_THE EXERCISE_
Please output the material below as a two-column CSV with the headers input and output, one row for each text and its answer. Put each value in a single quoted field and replace line breaks with spaces.

(Items from a dataset)
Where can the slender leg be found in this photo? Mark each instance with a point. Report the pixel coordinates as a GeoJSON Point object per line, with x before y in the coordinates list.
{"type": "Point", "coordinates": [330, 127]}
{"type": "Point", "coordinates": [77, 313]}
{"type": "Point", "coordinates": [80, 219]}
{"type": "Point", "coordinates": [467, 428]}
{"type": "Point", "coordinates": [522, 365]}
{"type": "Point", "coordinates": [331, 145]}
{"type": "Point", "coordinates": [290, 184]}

_SOLUTION_
input,output
"Where can the slender leg be found in this photo? Mark each instance with a point. Report the pixel coordinates as a GeoJSON Point object per line, with x before y in the coordinates list.","{""type"": ""Point"", ""coordinates"": [330, 127]} {""type"": ""Point"", ""coordinates"": [77, 313]} {""type"": ""Point"", ""coordinates"": [80, 219]} {""type"": ""Point"", ""coordinates"": [467, 428]} {""type"": ""Point"", ""coordinates"": [522, 365]} {""type"": ""Point"", ""coordinates"": [331, 145]} {""type"": ""Point"", ""coordinates"": [290, 184]}"